Recorded data start

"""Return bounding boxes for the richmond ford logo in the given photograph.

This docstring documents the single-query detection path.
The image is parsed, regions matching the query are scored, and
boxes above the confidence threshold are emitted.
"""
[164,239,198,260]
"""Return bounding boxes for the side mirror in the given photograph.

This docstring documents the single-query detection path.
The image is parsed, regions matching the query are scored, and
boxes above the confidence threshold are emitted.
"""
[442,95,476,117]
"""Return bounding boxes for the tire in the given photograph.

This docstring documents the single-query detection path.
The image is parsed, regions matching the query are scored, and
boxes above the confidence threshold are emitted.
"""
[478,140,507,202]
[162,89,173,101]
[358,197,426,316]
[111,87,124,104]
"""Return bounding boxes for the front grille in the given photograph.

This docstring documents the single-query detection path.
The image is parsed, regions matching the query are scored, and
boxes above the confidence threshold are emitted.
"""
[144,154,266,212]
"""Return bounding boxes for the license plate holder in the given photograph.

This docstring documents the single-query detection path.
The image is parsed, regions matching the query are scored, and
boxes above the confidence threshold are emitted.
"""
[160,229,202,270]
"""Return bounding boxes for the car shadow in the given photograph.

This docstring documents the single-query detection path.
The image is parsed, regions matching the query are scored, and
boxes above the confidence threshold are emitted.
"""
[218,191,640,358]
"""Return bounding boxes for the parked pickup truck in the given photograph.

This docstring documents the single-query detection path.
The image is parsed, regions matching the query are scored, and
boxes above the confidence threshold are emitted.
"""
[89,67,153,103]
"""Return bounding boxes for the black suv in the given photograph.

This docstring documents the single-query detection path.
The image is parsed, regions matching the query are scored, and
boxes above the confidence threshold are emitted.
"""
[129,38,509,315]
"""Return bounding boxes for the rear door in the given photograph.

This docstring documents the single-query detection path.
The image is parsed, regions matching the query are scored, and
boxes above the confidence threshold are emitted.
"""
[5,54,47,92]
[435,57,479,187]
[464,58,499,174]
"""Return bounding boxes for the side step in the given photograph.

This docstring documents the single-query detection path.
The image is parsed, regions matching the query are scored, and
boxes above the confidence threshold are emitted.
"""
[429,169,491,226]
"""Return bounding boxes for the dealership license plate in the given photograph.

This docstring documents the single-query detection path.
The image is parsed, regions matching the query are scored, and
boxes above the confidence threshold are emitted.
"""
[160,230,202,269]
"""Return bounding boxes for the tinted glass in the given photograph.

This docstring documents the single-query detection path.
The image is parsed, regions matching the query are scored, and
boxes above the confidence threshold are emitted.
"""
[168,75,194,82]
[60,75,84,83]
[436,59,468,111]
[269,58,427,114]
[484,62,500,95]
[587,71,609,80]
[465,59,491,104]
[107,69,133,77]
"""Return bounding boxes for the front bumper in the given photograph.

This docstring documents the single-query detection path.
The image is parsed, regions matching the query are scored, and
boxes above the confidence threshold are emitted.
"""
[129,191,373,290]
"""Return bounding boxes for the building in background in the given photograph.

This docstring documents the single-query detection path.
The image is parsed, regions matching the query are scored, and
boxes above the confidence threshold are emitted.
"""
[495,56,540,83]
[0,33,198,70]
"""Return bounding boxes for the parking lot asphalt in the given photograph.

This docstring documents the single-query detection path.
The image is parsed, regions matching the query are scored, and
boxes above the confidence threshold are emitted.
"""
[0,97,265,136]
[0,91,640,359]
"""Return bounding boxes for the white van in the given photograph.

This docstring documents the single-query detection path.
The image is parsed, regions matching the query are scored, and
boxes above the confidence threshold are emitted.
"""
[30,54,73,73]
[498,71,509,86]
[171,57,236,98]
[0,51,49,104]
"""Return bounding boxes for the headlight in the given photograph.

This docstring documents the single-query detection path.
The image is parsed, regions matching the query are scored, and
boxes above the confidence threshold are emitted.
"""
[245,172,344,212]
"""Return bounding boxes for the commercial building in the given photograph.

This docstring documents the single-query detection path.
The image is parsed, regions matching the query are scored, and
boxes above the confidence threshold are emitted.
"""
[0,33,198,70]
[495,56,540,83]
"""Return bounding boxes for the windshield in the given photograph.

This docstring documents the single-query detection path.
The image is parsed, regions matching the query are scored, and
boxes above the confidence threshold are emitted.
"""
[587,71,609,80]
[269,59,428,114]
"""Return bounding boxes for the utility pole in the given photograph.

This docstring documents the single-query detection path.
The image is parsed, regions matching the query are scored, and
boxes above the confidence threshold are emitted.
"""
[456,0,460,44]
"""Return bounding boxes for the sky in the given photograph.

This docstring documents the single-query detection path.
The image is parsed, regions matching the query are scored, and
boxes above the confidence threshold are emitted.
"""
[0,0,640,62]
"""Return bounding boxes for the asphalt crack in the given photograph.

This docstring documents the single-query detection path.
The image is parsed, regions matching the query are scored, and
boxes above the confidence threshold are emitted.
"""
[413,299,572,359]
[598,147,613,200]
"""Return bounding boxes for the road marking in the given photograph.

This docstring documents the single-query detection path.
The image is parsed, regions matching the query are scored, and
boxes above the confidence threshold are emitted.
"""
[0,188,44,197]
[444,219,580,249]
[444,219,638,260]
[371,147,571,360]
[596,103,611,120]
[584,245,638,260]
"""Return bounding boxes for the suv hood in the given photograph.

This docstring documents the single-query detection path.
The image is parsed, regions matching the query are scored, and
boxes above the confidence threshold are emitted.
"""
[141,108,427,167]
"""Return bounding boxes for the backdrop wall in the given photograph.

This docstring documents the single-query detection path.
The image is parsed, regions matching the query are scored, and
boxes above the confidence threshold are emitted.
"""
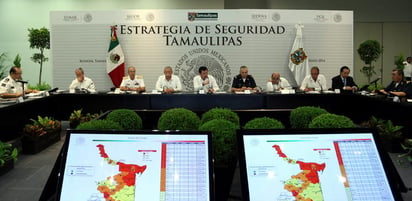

Recorded data end

- _Exercise objective_: Print all of the items above word for word, omitting the pictures.

- _Final result_:
"""Return bounding boxes for the richmond ford logo in the given photograph.

This docstring documents the single-query detection path.
The image is parsed, regions matching the query are scored, and
boxes above the confidence threshold are emitted.
"""
[164,239,198,260]
"""Return bounding boxes for the side mirror in the given photograph.

This docstring documents the single-query detection path.
The image is parsed, regions matching the query are scored, and
boxes above the confidence threshold are emitted.
"""
[442,95,476,117]
"""Return bounding boxes for the tire in the given photograph.

This docstring documents the single-query detection path.
The image is parsed, regions matching the query are scored, and
boxes above the confidence threshold are emitted.
"""
[478,140,507,202]
[162,89,173,101]
[358,197,426,316]
[111,87,124,104]
"""Return bounding boxes for the front grille in the given photograph.

This docstring documents the single-query detection path.
The image is parsed, regions matching the query are scored, and
boxes above the confidence threshold are emitted.
"""
[144,154,266,212]
"""Return bounding boxes for the license plate holder in the given photograph.

This docstring documents the single-query detection path.
The image is parsed, regions matching the query are scored, and
boxes above the confidence threshold are emitted.
"""
[160,229,202,270]
"""Return bounding boxes for the car shadow in the given photograph.

This docstring documents the single-query detection path.
The image is parsed, regions matching the query are scored, and
boxes above the confidence threshold are emitted.
"""
[218,191,640,358]
"""Return bounding boxes for the parked pickup truck in the given photograph.

This docstring documents the single-query detection path.
The image is parsed, regions matching the query are scored, and
boxes above the confidence threshold are emitted.
"""
[89,67,153,103]
"""Return bounding boxes for the black suv in the given photograph.

This docstring documents the single-query detection path.
The image is parsed, regions matching the query are scored, and
boxes above the confidence threshold are emitted.
"""
[129,38,509,315]
"""Return bounding boxes for the rear door in the given photograph.

This docstring documents the single-query detection path.
The image is parsed, regions matching the query are scored, and
boxes above the confidence threshold are emitted.
"""
[5,54,47,92]
[435,57,479,187]
[464,58,499,174]
"""Return bounding boxes for the side step in the given photograph.

This docstring documents the single-query detection path.
The image is parsed, regions matching the query are scored, and
boxes above the confidence threshold are emitted.
"""
[429,169,491,226]
"""Return bounding boxes for the dealership license plate in the given photograph.

This docstring documents the single-query detection path.
The image is parsed, regions matching the query are scored, and
boxes above the confidence threshold are emitted.
"""
[160,230,202,269]
"""Return bounding boxes for the tinted glass in the given photograph.

This docstring documents the single-query detection path.
The image is parsed, regions matching the query are scored, and
boxes above the confidence threshold are emitted.
"""
[168,75,194,82]
[60,75,84,83]
[436,59,468,111]
[269,58,427,114]
[484,62,500,95]
[587,71,609,80]
[465,59,491,104]
[107,69,133,77]
"""Return bounding boxes for the front bumper in the given photograph.

This docstring documents the single-query detection path.
The image is parsed, regions matching the query are scored, and
boxes above the confidence threshold are emitted.
"""
[129,191,373,290]
"""Return bounding boxes for the building in background in the given photograph.

This docstring documents the single-query detection path.
The image is parsed, regions matching the query are scored, and
boxes above the confidence threshold are emitted.
"""
[495,56,540,83]
[0,33,198,70]
"""Return bounding boxes for the parking lot asphalt in the given photograph.

This docstring documents the single-query detection path.
The image is parsed, regions matching the query are scored, and
boxes above the confidence threshold are emitted.
"""
[0,97,265,136]
[0,91,640,359]
"""Return bounding boxes for the white van in the given photograph.

This docstring documents the single-query detection path.
The image is parsed, regions matching the query are scored, and
boxes above the confidence threshold are emitted.
"""
[30,54,73,73]
[498,71,509,86]
[171,57,236,98]
[0,51,49,104]
"""Return bounding boxes for the headlight in the given photograph.

This docstring documents the single-query detection path.
The image is parsed, regions matching the query are scored, and
boxes above the confidence threshold are emitted.
"""
[245,172,344,212]
"""Return bounding boxes for the commercial building in the given photograph.

This docstring documents the single-query detection path.
The image is parsed, regions matching the query are scored, and
boxes above the confidence threshold are emitted.
"""
[0,33,198,70]
[495,56,540,83]
"""Return bounding boxes for the windshield in the given photograph.

This docstring documents the single-query detection path.
The image is parsed, regions matching the query are scored, and
boxes above the confidence threshold are emitted.
"""
[587,71,609,80]
[269,59,428,114]
"""Return bounding boxes for the utility pole in the given photograph.

This docstring documents the single-query detection path.
The image is parsed, regions matching the query are scored, and
boxes above the confidence threshold are emitted.
"""
[456,0,460,44]
"""Return bounding boxes for the sky in the given photograph.

This docstring documents the single-query detection path.
The image is parsed, regions matching the query are scored, and
boxes above the confidence threshold are emitted.
"""
[0,0,640,62]
"""Return bounding boxes for the asphalt crack in the given photograph.

This docstring documents the single-query detection path.
The image is parsed, regions matching the query are scored, and
boxes above the confidence threshold are emitted.
"""
[413,299,572,359]
[598,147,613,200]
"""Return bounding boxes for the road marking in the given photograph.

This docstring documents the single-query detection path.
The image is parsed, regions matching the query are scored, and
boxes above the confidence threshold are emitted.
"""
[0,188,44,197]
[444,219,580,249]
[444,219,638,260]
[371,147,571,360]
[596,103,611,120]
[584,245,638,260]
"""Return bounding boxes for the suv hood in the given photograph.

This docstring documents the single-query detection path.
The image is parsed, regions matching the query are scored, and
boxes above the confidence threshold are emitted.
"""
[141,108,427,167]
"""Return bounding boxes for the backdrop wall in the given photograph.

This docstring documents the single-query detection path.
The image is parsed, regions matching the query are scored, and
boxes above the confidence threshold are emitted.
"""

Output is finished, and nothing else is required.